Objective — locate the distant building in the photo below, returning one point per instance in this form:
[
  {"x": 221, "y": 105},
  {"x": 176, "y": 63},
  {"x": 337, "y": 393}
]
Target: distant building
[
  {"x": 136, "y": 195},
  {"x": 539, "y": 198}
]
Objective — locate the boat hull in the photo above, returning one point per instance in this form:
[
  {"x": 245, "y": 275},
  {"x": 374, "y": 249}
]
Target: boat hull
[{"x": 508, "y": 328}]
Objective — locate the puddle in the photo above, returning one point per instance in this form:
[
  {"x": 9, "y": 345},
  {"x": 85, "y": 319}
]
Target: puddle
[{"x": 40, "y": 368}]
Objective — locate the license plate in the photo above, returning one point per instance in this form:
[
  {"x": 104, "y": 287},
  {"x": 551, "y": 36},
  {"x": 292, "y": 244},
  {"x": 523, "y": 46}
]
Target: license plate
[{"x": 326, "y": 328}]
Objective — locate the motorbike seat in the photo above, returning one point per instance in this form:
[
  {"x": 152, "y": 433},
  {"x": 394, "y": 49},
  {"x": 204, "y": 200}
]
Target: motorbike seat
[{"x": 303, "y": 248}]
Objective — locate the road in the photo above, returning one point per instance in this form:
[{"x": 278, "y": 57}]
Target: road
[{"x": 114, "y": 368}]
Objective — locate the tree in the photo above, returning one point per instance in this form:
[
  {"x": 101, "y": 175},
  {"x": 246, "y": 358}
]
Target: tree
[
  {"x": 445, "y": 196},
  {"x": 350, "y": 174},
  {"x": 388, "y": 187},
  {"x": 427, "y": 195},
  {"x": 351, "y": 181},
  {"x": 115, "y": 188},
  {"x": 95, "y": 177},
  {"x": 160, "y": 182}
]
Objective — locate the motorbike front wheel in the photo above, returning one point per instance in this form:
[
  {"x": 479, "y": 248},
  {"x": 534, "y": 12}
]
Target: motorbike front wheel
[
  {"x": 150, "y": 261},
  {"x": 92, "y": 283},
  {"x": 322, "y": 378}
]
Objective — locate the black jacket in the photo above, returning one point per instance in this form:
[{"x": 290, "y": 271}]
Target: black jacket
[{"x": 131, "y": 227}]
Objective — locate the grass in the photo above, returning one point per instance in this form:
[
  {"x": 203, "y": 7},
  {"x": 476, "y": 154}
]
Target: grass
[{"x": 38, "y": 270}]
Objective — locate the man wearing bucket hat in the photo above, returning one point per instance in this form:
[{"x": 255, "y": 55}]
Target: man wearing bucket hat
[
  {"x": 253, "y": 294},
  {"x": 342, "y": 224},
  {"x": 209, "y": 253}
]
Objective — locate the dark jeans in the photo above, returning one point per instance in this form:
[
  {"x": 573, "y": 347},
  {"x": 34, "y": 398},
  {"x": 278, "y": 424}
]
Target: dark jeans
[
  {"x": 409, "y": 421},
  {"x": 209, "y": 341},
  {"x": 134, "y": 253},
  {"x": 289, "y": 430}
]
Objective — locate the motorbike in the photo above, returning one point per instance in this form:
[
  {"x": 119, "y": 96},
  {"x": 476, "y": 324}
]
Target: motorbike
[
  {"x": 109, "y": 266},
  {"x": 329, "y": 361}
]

◆ **DIRECTIONS**: A verbatim copy of the listing is needed.

◆ **RESULT OF THIS EXERCISE**:
Objective — locate the distant building in the photo below, returning one point per instance in this form:
[
  {"x": 221, "y": 105},
  {"x": 176, "y": 63},
  {"x": 337, "y": 393}
]
Target: distant building
[
  {"x": 136, "y": 195},
  {"x": 539, "y": 198}
]
Objective — locate the boat hull in the photo above, returning one point per instance in this form:
[
  {"x": 245, "y": 275},
  {"x": 374, "y": 249}
]
Target: boat hull
[{"x": 508, "y": 328}]
Objective — locate the puddle in the photo above, returning one point per instance in this form:
[
  {"x": 9, "y": 345},
  {"x": 85, "y": 319}
]
Target: puddle
[{"x": 40, "y": 368}]
Objective — locate the license plate in the photo above, returning one point per instance in this form:
[
  {"x": 104, "y": 287},
  {"x": 551, "y": 36},
  {"x": 292, "y": 244},
  {"x": 523, "y": 46}
]
Target: license plate
[{"x": 326, "y": 328}]
Objective — locate the motorbike seat in the photo above, returning one point per instance in this form:
[
  {"x": 152, "y": 433},
  {"x": 394, "y": 49},
  {"x": 204, "y": 200}
]
Target: motorbike seat
[{"x": 303, "y": 248}]
Objective — locate the road in the photo above, returning one point per instance in this form:
[{"x": 278, "y": 57}]
Target: road
[{"x": 114, "y": 368}]
Objective — locate the tree in the photo above, returning one point per instance in this form:
[
  {"x": 101, "y": 175},
  {"x": 246, "y": 358}
]
Target: tree
[
  {"x": 445, "y": 196},
  {"x": 350, "y": 174},
  {"x": 388, "y": 187},
  {"x": 427, "y": 195},
  {"x": 351, "y": 181},
  {"x": 115, "y": 188},
  {"x": 95, "y": 177},
  {"x": 160, "y": 182}
]
Objective — locate the motorbike front wheel in the photo above, returning one point per instance in this form:
[
  {"x": 479, "y": 248},
  {"x": 534, "y": 12}
]
Target: motorbike front wheel
[
  {"x": 150, "y": 261},
  {"x": 92, "y": 283},
  {"x": 322, "y": 378}
]
Objective — locate the black jacket in the photo above, returning one point per instance in this form:
[{"x": 290, "y": 271}]
Target: black jacket
[{"x": 131, "y": 227}]
Objective — locate the grass in the photo above, returning one point per instance in this form:
[
  {"x": 203, "y": 7},
  {"x": 476, "y": 154}
]
Target: grass
[{"x": 38, "y": 270}]
Objective — locate the man wearing bucket hat in the photo above, returning one point per instance in this form:
[{"x": 255, "y": 55}]
Target: man wearing bucket hat
[
  {"x": 253, "y": 294},
  {"x": 342, "y": 224},
  {"x": 209, "y": 253}
]
Objective — locate the dark jeans in the photo above, returning one point per instance in this form:
[
  {"x": 573, "y": 347},
  {"x": 34, "y": 398},
  {"x": 278, "y": 424}
]
Target: dark jeans
[
  {"x": 409, "y": 421},
  {"x": 209, "y": 341},
  {"x": 134, "y": 253},
  {"x": 289, "y": 430}
]
Objective — locate the motorbike in the photo above, returning one point per instance in this form:
[
  {"x": 119, "y": 96},
  {"x": 476, "y": 324}
]
Target: motorbike
[
  {"x": 109, "y": 266},
  {"x": 329, "y": 361}
]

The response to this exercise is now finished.